Entries from a dataset
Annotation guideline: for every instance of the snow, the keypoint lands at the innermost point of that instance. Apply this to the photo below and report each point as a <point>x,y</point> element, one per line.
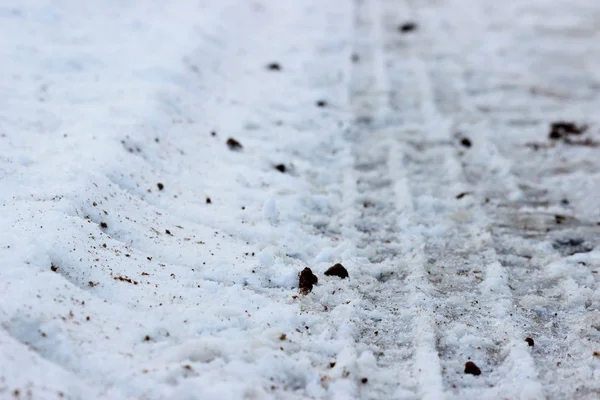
<point>142,257</point>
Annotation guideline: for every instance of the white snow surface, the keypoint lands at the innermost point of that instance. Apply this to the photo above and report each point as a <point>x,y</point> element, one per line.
<point>141,257</point>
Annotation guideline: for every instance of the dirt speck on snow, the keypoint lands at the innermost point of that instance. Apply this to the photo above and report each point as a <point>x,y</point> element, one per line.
<point>562,129</point>
<point>337,270</point>
<point>306,280</point>
<point>471,368</point>
<point>234,145</point>
<point>407,27</point>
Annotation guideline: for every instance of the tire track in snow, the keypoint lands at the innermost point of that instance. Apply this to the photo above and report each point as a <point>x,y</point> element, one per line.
<point>553,297</point>
<point>471,324</point>
<point>407,357</point>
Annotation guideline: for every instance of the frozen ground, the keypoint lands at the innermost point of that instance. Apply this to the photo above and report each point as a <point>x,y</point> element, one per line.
<point>120,279</point>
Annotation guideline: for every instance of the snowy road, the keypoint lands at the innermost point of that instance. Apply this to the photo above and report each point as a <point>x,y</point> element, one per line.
<point>168,170</point>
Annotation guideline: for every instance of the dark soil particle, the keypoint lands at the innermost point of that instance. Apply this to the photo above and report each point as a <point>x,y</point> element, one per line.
<point>559,219</point>
<point>306,280</point>
<point>562,129</point>
<point>407,27</point>
<point>337,270</point>
<point>471,368</point>
<point>570,246</point>
<point>466,142</point>
<point>234,145</point>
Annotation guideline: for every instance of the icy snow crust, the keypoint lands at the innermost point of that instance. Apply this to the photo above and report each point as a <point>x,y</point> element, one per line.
<point>115,287</point>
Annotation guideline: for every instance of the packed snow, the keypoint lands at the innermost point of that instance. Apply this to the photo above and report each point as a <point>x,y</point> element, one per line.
<point>170,170</point>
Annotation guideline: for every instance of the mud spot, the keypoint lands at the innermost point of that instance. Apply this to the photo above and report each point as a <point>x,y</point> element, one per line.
<point>562,129</point>
<point>570,246</point>
<point>306,280</point>
<point>337,270</point>
<point>559,219</point>
<point>407,27</point>
<point>471,368</point>
<point>234,145</point>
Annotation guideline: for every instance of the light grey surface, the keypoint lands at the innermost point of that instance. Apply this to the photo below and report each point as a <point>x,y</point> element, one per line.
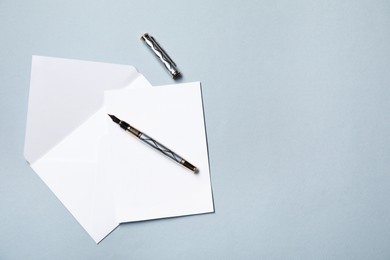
<point>297,101</point>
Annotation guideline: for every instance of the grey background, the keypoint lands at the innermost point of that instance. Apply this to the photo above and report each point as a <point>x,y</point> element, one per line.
<point>296,97</point>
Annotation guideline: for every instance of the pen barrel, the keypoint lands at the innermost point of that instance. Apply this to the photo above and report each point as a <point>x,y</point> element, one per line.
<point>166,151</point>
<point>162,55</point>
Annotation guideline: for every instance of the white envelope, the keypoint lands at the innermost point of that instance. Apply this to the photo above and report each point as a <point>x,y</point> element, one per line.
<point>94,167</point>
<point>65,123</point>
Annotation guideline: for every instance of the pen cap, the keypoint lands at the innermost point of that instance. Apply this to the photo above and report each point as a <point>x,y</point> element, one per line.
<point>161,55</point>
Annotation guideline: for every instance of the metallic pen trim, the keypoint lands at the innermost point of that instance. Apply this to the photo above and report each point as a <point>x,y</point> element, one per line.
<point>162,55</point>
<point>153,143</point>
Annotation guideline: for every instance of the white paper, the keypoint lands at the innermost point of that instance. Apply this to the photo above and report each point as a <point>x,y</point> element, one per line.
<point>65,123</point>
<point>102,174</point>
<point>148,184</point>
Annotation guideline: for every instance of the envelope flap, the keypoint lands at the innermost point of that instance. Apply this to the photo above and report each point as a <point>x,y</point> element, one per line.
<point>67,87</point>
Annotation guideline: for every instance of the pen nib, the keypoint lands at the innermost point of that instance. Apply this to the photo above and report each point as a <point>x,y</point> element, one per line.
<point>115,119</point>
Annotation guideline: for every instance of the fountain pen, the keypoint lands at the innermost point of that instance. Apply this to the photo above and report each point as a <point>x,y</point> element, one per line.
<point>153,143</point>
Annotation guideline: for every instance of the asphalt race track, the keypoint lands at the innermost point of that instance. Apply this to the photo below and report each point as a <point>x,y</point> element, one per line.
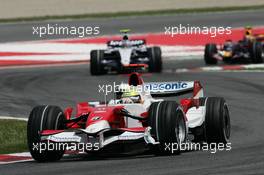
<point>23,88</point>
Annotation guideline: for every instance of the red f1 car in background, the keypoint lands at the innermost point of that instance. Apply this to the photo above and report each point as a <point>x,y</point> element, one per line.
<point>126,55</point>
<point>133,117</point>
<point>249,49</point>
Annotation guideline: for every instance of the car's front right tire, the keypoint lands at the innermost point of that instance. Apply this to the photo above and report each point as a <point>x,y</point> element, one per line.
<point>44,118</point>
<point>96,66</point>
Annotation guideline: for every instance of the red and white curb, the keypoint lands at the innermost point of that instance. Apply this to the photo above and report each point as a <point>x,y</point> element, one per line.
<point>15,158</point>
<point>249,67</point>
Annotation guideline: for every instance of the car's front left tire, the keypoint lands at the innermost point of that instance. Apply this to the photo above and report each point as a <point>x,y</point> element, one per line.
<point>155,59</point>
<point>168,127</point>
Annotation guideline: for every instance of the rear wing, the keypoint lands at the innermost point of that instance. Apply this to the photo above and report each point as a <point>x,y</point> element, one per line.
<point>132,42</point>
<point>165,89</point>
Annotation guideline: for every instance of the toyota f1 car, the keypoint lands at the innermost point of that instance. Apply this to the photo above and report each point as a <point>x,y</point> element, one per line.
<point>133,117</point>
<point>248,49</point>
<point>126,55</point>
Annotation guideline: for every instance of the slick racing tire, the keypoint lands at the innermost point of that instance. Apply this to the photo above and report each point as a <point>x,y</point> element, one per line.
<point>155,60</point>
<point>96,67</point>
<point>44,118</point>
<point>168,127</point>
<point>209,51</point>
<point>256,52</point>
<point>217,121</point>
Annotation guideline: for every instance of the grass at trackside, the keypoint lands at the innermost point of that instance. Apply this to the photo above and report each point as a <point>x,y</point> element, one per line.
<point>13,136</point>
<point>140,13</point>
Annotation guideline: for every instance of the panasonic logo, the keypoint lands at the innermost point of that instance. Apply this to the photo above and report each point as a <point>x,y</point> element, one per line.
<point>166,86</point>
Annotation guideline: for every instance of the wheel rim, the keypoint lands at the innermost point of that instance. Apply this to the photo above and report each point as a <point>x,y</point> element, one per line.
<point>226,122</point>
<point>180,129</point>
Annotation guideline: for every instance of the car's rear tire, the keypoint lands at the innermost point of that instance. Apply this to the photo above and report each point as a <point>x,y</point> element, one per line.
<point>217,121</point>
<point>209,51</point>
<point>44,118</point>
<point>96,66</point>
<point>168,127</point>
<point>256,52</point>
<point>155,59</point>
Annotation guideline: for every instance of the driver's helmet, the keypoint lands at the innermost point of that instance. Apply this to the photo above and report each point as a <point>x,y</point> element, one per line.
<point>228,46</point>
<point>125,41</point>
<point>131,96</point>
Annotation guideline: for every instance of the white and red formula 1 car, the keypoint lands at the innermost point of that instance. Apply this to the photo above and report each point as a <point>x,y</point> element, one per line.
<point>133,117</point>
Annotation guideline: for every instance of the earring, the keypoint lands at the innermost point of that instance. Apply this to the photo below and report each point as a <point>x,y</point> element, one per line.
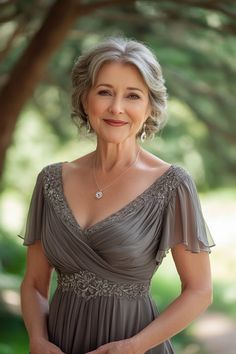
<point>88,127</point>
<point>144,134</point>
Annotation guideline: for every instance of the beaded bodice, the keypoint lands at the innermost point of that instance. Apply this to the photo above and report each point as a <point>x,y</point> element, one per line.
<point>162,190</point>
<point>139,263</point>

[SET TASK]
Copy the whole listing above line for line, without any change. Omit the pictures from your copy.

[OUTPUT OF THE TASK]
Annotation guideline: for every instance of the snow, the keypoint lands at the innermost point of that instance. Apply this to the photo below and report each point as a <point>x,y</point> element, one per line.
<point>142,257</point>
Annotation guideline: for every instance of the white snow surface, the keypoint lands at the innermost point of that instance. Apply this to the photo above and report each point as a <point>x,y</point> element, one per line.
<point>141,257</point>
Annotation guideline: for every instance of the dirt speck on snow, the keypoint lands at the innermost point of that instance. Apply this to the photo above and report each point as a <point>x,y</point> element, one per line.
<point>562,129</point>
<point>337,270</point>
<point>306,280</point>
<point>471,368</point>
<point>234,145</point>
<point>407,27</point>
Annotation guideline: for every instance of the tire track in snow, the keypoint lands at the innermost point of that instance. Apply this to the photo above and report each point as a <point>x,y</point> element, one per line.
<point>553,297</point>
<point>471,324</point>
<point>407,357</point>
Annotation guideline: for every instance of the frozen ground, the keypoint lands at the innermost point of that instance. Apply this to the photo above and report each point as a <point>x,y</point> element, one per line.
<point>120,279</point>
Annotation guideline: for every instance of the snowy road, the keypoint lands at the innermost point of that instance. Apply this to the photo above and report each point as a <point>x,y</point> element, one per line.
<point>168,170</point>
Annotation guideline: for every instance of the dark soil particle, the keypoint lands at the innermost point of that instance. Apply this to the photo above and report each point as a <point>x,y</point> element, one per line.
<point>559,219</point>
<point>306,280</point>
<point>562,129</point>
<point>407,27</point>
<point>337,270</point>
<point>471,368</point>
<point>570,246</point>
<point>466,142</point>
<point>234,145</point>
Annotation guideline: for every instance of the icy snow crust, the keypoint lands at the innermost point of that instance. Apply this to the photo above and report each point as a <point>x,y</point> element, one per line.
<point>115,287</point>
Annotation guideline: for every instance of the packed snow, the keypoint lands at the innermost point of that instance. Apply this to the photo above and report each point as a <point>x,y</point> element, one per line.
<point>170,170</point>
Annotation guideline: for every instance of the mud spot, the keypoint lands at the innermost point of that instance. Apply this to the photo above and report each point as a <point>x,y</point> element, one per line.
<point>562,129</point>
<point>570,246</point>
<point>306,280</point>
<point>337,270</point>
<point>559,219</point>
<point>407,27</point>
<point>471,368</point>
<point>234,145</point>
Annotation guideline: for every instance of the light grey surface, the keypoint lands at the innermost point of that instance. Apply this to the photo below and report each point as a <point>x,y</point> element, one per line.
<point>297,101</point>
Annotation guideline: for every instance of the grey background, the keypoint lands at the innermost point of that instance. Apply this to the photo above and report each point as a <point>x,y</point> element, one per line.
<point>296,97</point>
Annotation guideline: for every instance of the pen barrel, the keypoint lands at the innermost point of that instance. Apply this to the photo above and report each point as a <point>x,y</point> element, one per line.
<point>166,151</point>
<point>162,55</point>
Annotation guideline: for every instance of the white envelope, the keypoint lands at the innermost point of that instance. Apply this to the photo above and report each point as a <point>x,y</point> element, one per line.
<point>94,167</point>
<point>65,123</point>
Annotation guideline: for every instance of the pen cap, the keypoint lands at the innermost point of that instance. Apply this to the photo above and report each point as a <point>x,y</point> element, one per line.
<point>161,55</point>
Annotation guideline: for every instance of the metallic pen trim, the keypoint lands at the innermost point of that instance. Apply this to the photo above and report each point as a <point>x,y</point> element, one per line.
<point>162,55</point>
<point>153,143</point>
Annotation guideline: for every instance of the white paper, the keypoint lands at the innermost point of that instance. Apply this to the photo above and report each point as a <point>x,y</point> element, one per line.
<point>65,123</point>
<point>102,174</point>
<point>148,184</point>
Annotation guideline: for every instance of the envelope flap, the keypoint lands at the innermost point of that instance. Apply this to the photo above and report each point as a <point>x,y</point> element, one per line.
<point>67,87</point>
Annotation guideline: for every instance of the pen nib, the keypoint lands at the innermost point of that instance. Apply this to the photo above and report each point as a <point>x,y</point> element, one per line.
<point>115,119</point>
Annotation guideline: for every instance of the fountain pen, the keypoint lands at the innermost point of that instance. Apply this to the photo above and report each point as a <point>x,y</point> element, one per line.
<point>153,143</point>
Annotation guideline: for every instance of the asphalt race track, the keypoint lands at the innermost point of that instance. Apply this to the photo below and report each point as a <point>x,y</point> element, one per line.
<point>23,88</point>
Annotation guideline: for every instance of the red f1 car in background, the keypoint lands at the innermost point of that instance. Apply this to the photo above and report each point as a <point>x,y</point> element, one per line.
<point>126,55</point>
<point>133,117</point>
<point>249,49</point>
Annotation guideline: for every instance of the car's front right tire, the keypoint lands at the innermost point of that instance. Apply this to the photo above and report each point as a <point>x,y</point> element, one per line.
<point>44,118</point>
<point>96,66</point>
Annotation guideline: for every instance of the red and white curb, the keypoint lands at the innermost point of that instance. Apply this to the photo above and report each point as a <point>x,y</point> element, one per line.
<point>15,158</point>
<point>249,67</point>
Annotation guideline: for every instance of the car's front left tire, the keypoint lands at the innermost point of that instance. Apply this to the photo above and report each point as a <point>x,y</point> element, one per line.
<point>155,59</point>
<point>168,127</point>
Annotation guideline: for every instance of the rear wing, the keypoint lands at the innermost point of that instance. Apply this to the photo above and report each point as a <point>x,y</point> element, one per line.
<point>132,42</point>
<point>165,89</point>
Annotation guideline: for every instance of the toyota f1 car, the keypoint lands at the innermost point of that instance. Apply this to the photo above and report each point as a <point>x,y</point> element, one per line.
<point>133,117</point>
<point>248,49</point>
<point>126,55</point>
Annotation guideline: for every instance of the slick racing tire, the keypoint lands at the innermost point of that instance. Apply this to the photo above and report each point as a <point>x,y</point> element, one per line.
<point>155,60</point>
<point>96,67</point>
<point>44,118</point>
<point>168,127</point>
<point>209,51</point>
<point>256,52</point>
<point>217,121</point>
Annotation guideline: for every instance of the grass at trackside, the keypoint lands at the innermost point of that instance. Apply this to the photo above and report each point as a <point>x,y</point> element, one per line.
<point>13,136</point>
<point>140,13</point>
Annotation guideline: for every instance of the panasonic logo, the keypoint lands at the innermost point of that instance. Apply this to the photo above and report each point as a <point>x,y</point> element, one per line.
<point>166,86</point>
Annotation guideline: for every instance of the wheel rim, the keypoint lands at the innermost point of that instance. Apply this to the photo above and report each point as a <point>x,y</point> element, one per line.
<point>226,122</point>
<point>180,129</point>
Annotation guideline: for every instance of the car's rear tire, the keypoint lands at the innermost point of that instance. Apply this to the photo above and report each point as a <point>x,y</point> element, one per line.
<point>217,121</point>
<point>209,51</point>
<point>44,118</point>
<point>96,66</point>
<point>168,127</point>
<point>256,52</point>
<point>155,59</point>
Annotation guideline: for every instance of the driver's helmet, the keypoint lands at the innermost point of that instance. Apply this to the photo above and report each point as a <point>x,y</point> element, one per line.
<point>228,46</point>
<point>125,41</point>
<point>131,96</point>
Annotation guideline: for every instance of the white and red formula 1 car, the keypoint lands at the innermost point of that instance. Apply this to the photo above and report each point as a <point>x,y</point> element, one per line.
<point>133,117</point>
Annotation guideline: for every instance of the earring, the keypoint lands at the innermost point of that instance. Apply this to the photo below and report each point as a <point>x,y</point> element, one per line.
<point>88,127</point>
<point>144,134</point>
Annotation guideline: for every instance of the beaded bodice, the keypoint lands at the innermost point of that instance. Apply this to the photo above and report each point as a <point>x,y</point> element, one per line.
<point>162,190</point>
<point>139,263</point>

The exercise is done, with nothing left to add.